* _Problem_
The answer is an exact repetition of every entry, with all images left out.

* _Photo-based referring expression data_
* * * * *

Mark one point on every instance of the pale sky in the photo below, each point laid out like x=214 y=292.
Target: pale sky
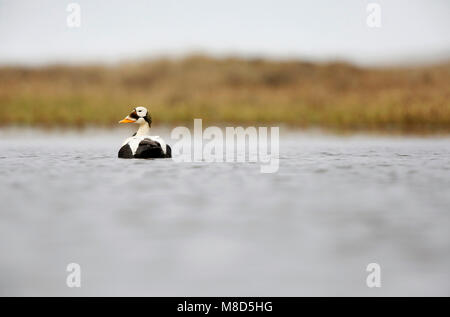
x=36 y=32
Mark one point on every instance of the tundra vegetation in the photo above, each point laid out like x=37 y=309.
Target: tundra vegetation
x=334 y=96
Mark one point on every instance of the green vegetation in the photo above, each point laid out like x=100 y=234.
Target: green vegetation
x=334 y=96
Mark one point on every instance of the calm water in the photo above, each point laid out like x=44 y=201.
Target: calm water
x=164 y=228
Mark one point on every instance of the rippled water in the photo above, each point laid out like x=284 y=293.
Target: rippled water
x=156 y=227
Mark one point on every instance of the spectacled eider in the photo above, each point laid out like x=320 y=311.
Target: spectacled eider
x=141 y=144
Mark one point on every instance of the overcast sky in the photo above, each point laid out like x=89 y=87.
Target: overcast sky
x=36 y=32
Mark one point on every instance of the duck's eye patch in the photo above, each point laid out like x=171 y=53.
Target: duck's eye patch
x=134 y=115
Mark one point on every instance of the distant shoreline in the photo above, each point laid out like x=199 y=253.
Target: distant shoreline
x=336 y=97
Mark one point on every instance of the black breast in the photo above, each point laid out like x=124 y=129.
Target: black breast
x=125 y=152
x=149 y=149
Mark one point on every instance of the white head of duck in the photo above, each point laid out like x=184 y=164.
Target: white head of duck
x=142 y=144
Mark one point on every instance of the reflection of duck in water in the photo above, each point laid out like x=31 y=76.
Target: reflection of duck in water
x=141 y=144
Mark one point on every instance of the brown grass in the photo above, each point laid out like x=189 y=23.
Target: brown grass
x=334 y=96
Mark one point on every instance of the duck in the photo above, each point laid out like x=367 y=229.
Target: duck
x=142 y=145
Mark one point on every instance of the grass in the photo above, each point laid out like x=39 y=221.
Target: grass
x=334 y=96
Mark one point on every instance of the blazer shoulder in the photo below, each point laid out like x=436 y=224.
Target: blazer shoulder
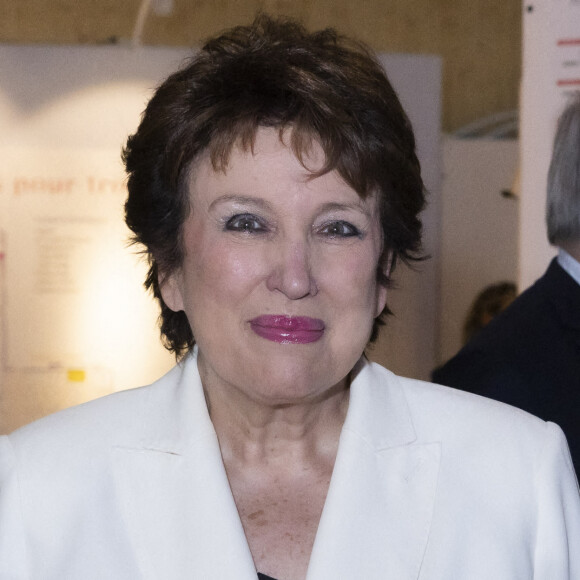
x=95 y=423
x=446 y=409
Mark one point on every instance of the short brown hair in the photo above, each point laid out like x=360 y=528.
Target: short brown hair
x=273 y=73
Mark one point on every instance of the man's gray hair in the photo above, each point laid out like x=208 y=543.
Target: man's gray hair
x=563 y=202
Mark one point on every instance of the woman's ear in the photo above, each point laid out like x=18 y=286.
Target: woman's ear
x=382 y=287
x=170 y=288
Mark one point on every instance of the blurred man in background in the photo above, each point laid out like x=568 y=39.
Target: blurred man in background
x=529 y=355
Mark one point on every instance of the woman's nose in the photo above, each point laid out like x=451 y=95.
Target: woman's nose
x=291 y=271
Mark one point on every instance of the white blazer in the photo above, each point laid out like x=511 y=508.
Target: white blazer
x=430 y=483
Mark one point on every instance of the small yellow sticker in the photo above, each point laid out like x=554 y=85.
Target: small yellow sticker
x=76 y=375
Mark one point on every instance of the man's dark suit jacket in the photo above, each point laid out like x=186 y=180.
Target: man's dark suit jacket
x=529 y=355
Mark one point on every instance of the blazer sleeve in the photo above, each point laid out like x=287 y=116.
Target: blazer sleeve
x=13 y=564
x=557 y=550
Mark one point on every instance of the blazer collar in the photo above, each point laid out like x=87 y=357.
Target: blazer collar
x=377 y=516
x=181 y=517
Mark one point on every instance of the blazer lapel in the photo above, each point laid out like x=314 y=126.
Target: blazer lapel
x=377 y=515
x=173 y=490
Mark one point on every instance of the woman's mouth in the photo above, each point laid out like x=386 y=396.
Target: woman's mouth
x=288 y=329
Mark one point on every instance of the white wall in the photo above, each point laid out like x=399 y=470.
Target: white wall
x=551 y=69
x=479 y=228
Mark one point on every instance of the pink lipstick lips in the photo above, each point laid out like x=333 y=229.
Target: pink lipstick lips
x=288 y=329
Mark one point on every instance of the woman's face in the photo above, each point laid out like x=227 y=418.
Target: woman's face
x=279 y=276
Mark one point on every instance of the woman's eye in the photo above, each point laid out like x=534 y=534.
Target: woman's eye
x=245 y=223
x=340 y=229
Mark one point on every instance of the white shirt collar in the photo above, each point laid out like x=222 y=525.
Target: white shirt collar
x=569 y=264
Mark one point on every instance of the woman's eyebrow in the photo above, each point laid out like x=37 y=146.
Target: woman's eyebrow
x=358 y=206
x=241 y=200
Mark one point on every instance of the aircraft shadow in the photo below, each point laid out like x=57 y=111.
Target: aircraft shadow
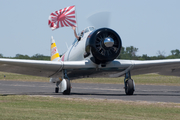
x=93 y=94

* * * * *

* _Solution_
Mark one point on every instance of the pale sky in the photo below, each point laid out like x=214 y=292.
Target: pale sky
x=36 y=32
Mark one point on every instance of the tundra vegetation in the photo above, each point laid out like x=37 y=309.
Target: tundra vegetation
x=334 y=96
Mark one point on every instance of the green vegetation in the photo above, each point laid out like x=100 y=234.
Target: green vegetation
x=334 y=96
Mark one point on every instance of the calm water in the photo above, each point laid out like x=44 y=201.
Target: calm water
x=164 y=228
Mark one point on every instance of the rippled water in the photo above, each point laid out like x=284 y=293.
Target: rippled water
x=156 y=227
Mark one point on every instance of the spectacled eider in the photo above, each point laid out like x=320 y=311.
Target: spectacled eider
x=141 y=144
Mark one point on every instance of the overcast sky in the photo above, each point laid out like x=89 y=87.
Target: overcast sky
x=36 y=32
Mark one point on every instance of the duck's eye patch in the photo above, each point laid out like x=171 y=53.
Target: duck's eye patch
x=134 y=115
Mark one point on every instance of the distant shoreline in the photo above, each point laid out like x=199 y=253.
Target: distant shoreline
x=336 y=97
Mark one point on every instance of the black breast in the photo above, each point laid out like x=124 y=129.
Target: black breast
x=125 y=152
x=149 y=149
Mark one point on every instance of the white head of duck in the photo above, each point laid out like x=184 y=164.
Target: white head of duck
x=142 y=144
Mark one point on every instance of the reflection of duck in water in the photo above, each point laid out like x=31 y=76.
Target: reflection of duck in water
x=141 y=144
Mark one point on every instance of the brown grass in the photo above, each point laid out like x=189 y=23.
Target: brown grass
x=334 y=96
Mark one point on every instance of the duck in the photo above, each point laid out like x=367 y=229.
Target: duck
x=142 y=145
Mark one point on every instance of the grass in the photo above, each point laid out like x=39 y=221.
Target: grass
x=334 y=96
Mark one point on every instance of the blazer shoulder in the photo below, each point laid out like x=436 y=224.
Target: blazer shoulder
x=95 y=423
x=446 y=409
Mark one point on every instance of the short brown hair in the photo above, each point laid out like x=360 y=528.
Target: short brown hair
x=273 y=73
Mark one point on every instance of the man's gray hair in the photo above, each point laid out like x=208 y=543.
Target: man's gray hair
x=563 y=202
Mark one point on every instance of the woman's ear in the photo above, each point laid out like x=18 y=286.
Target: woman's ear
x=382 y=287
x=170 y=288
Mark one point on every instance of the blurred man in background in the photo above, each point laid out like x=568 y=39.
Target: blurred man in background
x=529 y=355
Mark one point on every instance of the woman's nose in the photo above, each point laid out like x=451 y=95.
Target: woman's nose
x=291 y=271
Mark one point on every instance of the white blazer in the photo above, each point laid out like x=511 y=508.
Target: white blazer
x=430 y=483
Mark one point on every instance of the small yellow sticker in the photo above, each point laid out like x=554 y=85.
Target: small yellow sticker
x=76 y=375
Mark one point on every instance of the man's dark suit jacket in the photo above, each point laid out like x=186 y=180.
Target: man's dark suit jacket
x=529 y=355
Mark one point on every instance of the blazer sleeve in the photo above, each point laid out like x=287 y=116.
Target: blazer sleeve
x=13 y=564
x=557 y=550
Mark one point on every instance of the blazer collar in the photo above, each point laid out like x=87 y=357.
Target: blazer collar
x=377 y=516
x=181 y=517
Mark one point on every instance of the blazer lapel in the photo above, each point laid out like x=314 y=126.
Target: blazer lapel
x=377 y=515
x=173 y=490
Mark one point on every instance of the woman's mouth in the photo above, each point laid out like x=386 y=396.
Target: woman's mouth
x=288 y=329
Mark one point on every instance of the white wall in the photo above, each point laid out like x=399 y=470.
Target: white wall
x=551 y=69
x=479 y=228
Mark one point on every instance of the pink lipstick lips in the photo above, each point laid out like x=333 y=229.
Target: pink lipstick lips
x=288 y=329
Mark one point on every instance of the woman's face in the photo above, each point laid out like x=227 y=418.
Target: woman's face
x=279 y=276
Mark one point on every instance of the woman's eye in the photo above, each point laid out like x=534 y=534.
Target: woman's eye
x=245 y=223
x=340 y=229
Mark one point on every instance of the white shirt collar in the photo above, each point laid out like x=222 y=525.
Target: white shirt collar
x=569 y=264
Mark one point on every instance of the woman's eyebrow in the photo above, each point laid out like x=37 y=146.
Target: woman's eyebrow
x=358 y=206
x=241 y=200
Mark one point on every instance of the aircraft shadow in the photo below, each point laid out like x=57 y=111.
Target: aircraft shadow
x=93 y=94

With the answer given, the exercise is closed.